Exercise goal
Please copy the material from the line containing "Practice step: set one point on each instance of the concrete" through the end, inclusive, swapping "concrete column" for "stone pillar" and keeping everything else unchanged.

Available data
⁂
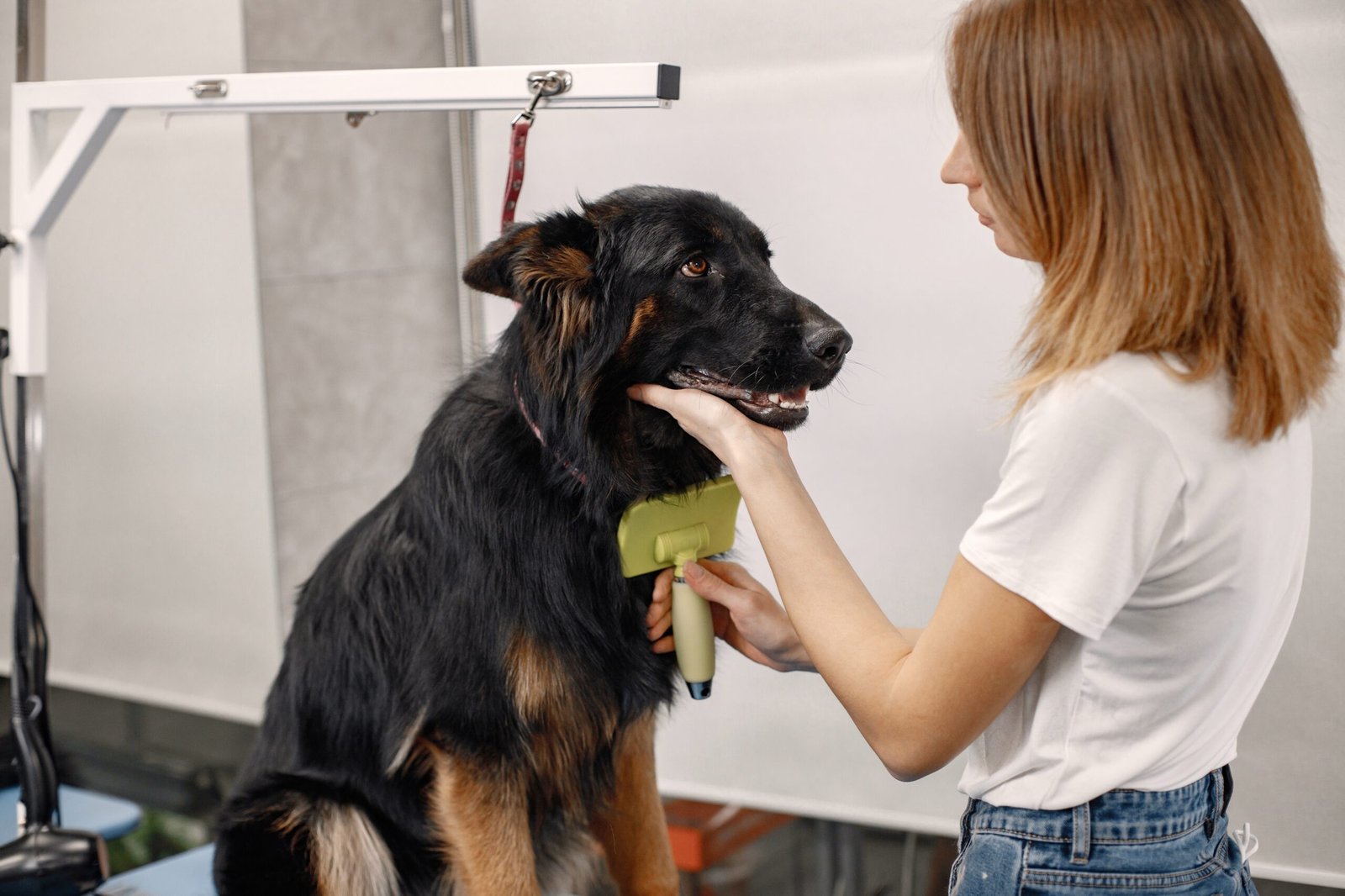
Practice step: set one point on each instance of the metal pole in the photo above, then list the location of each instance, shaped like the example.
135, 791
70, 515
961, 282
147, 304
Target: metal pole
461, 50
851, 853
30, 392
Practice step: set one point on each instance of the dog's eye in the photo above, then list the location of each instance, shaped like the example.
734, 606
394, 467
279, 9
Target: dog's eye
696, 266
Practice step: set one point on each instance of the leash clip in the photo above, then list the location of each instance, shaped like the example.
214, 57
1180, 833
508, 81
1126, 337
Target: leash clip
544, 84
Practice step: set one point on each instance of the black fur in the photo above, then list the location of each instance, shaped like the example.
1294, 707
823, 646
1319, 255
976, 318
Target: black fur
498, 533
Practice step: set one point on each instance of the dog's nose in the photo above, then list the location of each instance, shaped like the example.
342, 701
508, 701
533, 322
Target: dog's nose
829, 343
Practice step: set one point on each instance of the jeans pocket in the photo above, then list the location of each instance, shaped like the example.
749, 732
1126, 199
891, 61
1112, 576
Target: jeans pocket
1040, 882
990, 865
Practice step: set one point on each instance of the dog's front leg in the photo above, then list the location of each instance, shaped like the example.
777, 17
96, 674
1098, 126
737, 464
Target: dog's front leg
632, 829
481, 813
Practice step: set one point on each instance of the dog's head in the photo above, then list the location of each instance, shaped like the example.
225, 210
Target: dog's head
654, 284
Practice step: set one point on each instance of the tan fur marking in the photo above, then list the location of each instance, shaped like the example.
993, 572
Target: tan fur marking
567, 730
404, 751
557, 277
645, 313
482, 820
349, 857
632, 829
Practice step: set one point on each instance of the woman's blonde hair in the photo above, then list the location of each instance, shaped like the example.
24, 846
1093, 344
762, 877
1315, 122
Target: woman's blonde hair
1150, 156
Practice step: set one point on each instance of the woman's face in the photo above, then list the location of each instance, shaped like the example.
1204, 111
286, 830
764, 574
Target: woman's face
959, 167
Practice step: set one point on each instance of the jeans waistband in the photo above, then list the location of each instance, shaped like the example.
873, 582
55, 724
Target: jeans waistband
1118, 815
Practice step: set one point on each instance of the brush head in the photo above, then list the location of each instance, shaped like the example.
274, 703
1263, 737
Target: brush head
710, 508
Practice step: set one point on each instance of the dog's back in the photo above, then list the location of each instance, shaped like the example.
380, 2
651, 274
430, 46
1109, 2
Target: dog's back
472, 615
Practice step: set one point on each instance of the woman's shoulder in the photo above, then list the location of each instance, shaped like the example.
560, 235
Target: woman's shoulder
1147, 389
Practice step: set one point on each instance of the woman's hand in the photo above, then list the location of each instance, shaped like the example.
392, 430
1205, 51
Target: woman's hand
746, 615
716, 424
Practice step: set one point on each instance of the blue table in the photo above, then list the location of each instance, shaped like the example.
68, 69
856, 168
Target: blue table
80, 810
183, 875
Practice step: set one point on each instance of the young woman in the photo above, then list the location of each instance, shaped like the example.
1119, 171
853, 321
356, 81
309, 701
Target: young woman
1116, 609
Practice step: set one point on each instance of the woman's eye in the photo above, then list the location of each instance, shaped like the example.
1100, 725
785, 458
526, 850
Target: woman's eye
696, 266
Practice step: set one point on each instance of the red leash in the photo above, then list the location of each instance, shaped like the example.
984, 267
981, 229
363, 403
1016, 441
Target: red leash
517, 155
542, 84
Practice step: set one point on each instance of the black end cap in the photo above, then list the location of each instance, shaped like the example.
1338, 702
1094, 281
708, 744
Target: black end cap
670, 81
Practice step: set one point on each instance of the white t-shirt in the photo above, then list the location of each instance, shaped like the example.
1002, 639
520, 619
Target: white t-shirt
1172, 557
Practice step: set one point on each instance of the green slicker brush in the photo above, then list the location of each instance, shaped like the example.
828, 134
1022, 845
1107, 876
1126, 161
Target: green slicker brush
672, 530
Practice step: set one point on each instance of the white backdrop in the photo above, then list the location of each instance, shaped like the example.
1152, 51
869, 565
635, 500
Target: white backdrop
827, 127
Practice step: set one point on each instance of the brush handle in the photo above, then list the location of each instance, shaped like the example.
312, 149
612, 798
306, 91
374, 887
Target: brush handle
693, 634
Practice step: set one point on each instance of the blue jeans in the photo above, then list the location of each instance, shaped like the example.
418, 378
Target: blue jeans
1126, 841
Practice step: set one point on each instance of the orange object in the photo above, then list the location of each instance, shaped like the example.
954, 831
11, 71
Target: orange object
704, 835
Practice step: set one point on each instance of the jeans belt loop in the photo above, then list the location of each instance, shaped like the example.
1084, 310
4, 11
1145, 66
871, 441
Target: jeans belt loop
1082, 835
1216, 801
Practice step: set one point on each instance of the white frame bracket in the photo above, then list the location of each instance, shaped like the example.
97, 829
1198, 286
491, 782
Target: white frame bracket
40, 192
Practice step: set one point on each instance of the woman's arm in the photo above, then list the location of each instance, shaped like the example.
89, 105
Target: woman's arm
916, 704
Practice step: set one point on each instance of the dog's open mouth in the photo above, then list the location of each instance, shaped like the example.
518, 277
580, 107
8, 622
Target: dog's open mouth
780, 409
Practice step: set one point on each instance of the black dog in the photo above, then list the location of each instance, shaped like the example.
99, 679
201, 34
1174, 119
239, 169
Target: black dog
467, 698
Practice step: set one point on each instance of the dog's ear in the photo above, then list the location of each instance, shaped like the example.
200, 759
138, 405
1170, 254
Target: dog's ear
538, 260
548, 268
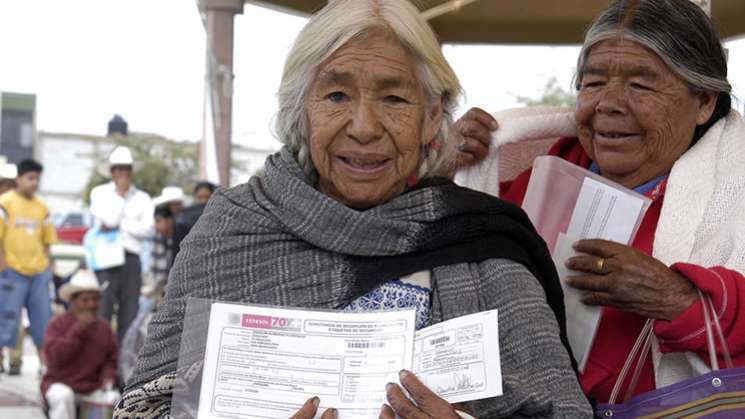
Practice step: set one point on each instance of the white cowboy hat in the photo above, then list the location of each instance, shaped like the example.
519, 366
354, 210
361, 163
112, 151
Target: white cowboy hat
8, 171
169, 194
121, 156
83, 280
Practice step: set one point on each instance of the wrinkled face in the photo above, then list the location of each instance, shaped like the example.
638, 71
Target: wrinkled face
86, 301
635, 117
28, 183
122, 176
368, 120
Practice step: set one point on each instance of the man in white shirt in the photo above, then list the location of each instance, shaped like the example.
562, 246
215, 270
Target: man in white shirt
119, 205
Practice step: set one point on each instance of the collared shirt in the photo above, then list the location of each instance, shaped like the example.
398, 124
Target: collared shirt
131, 214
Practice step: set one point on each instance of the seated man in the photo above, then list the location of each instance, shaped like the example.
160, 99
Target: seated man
80, 349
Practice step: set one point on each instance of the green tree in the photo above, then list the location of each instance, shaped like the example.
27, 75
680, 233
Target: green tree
553, 95
159, 162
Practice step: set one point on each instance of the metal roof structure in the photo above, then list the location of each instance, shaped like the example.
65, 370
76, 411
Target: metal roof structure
521, 21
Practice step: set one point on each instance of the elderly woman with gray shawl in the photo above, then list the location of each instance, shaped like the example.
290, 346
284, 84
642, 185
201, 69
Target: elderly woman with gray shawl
653, 114
349, 215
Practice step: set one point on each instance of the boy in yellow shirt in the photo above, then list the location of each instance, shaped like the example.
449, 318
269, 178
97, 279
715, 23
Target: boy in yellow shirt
26, 231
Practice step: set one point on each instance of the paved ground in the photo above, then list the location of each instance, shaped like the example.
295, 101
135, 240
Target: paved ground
19, 395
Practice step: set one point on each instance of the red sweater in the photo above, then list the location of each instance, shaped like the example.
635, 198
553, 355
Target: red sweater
619, 330
79, 359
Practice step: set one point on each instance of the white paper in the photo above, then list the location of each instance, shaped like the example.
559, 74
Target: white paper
266, 362
459, 359
604, 212
601, 212
582, 320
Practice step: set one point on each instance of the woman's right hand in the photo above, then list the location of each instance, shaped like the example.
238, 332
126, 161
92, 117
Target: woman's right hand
309, 409
472, 135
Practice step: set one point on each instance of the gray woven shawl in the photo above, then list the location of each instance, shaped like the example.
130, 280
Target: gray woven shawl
277, 240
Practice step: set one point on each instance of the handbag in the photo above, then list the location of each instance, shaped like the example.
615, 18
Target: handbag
103, 249
717, 394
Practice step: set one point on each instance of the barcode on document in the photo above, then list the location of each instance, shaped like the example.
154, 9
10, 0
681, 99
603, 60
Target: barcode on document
439, 340
365, 345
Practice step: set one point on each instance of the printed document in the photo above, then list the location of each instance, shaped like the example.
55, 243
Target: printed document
601, 212
264, 362
459, 359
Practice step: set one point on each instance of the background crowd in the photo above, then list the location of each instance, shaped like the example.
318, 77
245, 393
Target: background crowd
102, 308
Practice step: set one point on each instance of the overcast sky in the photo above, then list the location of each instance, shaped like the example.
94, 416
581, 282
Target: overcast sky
144, 59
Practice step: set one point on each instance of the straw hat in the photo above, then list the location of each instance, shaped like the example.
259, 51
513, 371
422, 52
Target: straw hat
83, 280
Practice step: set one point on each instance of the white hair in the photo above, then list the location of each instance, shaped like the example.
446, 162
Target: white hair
330, 29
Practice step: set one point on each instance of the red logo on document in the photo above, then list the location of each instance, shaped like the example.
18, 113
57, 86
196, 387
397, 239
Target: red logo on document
256, 322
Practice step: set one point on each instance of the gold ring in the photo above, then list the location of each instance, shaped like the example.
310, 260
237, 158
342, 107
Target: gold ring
599, 265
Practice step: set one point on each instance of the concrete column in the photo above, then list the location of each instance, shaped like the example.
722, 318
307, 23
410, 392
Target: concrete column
218, 19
⁂
Result
Practice step: set one point on each instance of the stone pillar in the photo above, then list the location of each instance, shaped like the example.
722, 318
307, 23
410, 392
Target: stone pillar
218, 19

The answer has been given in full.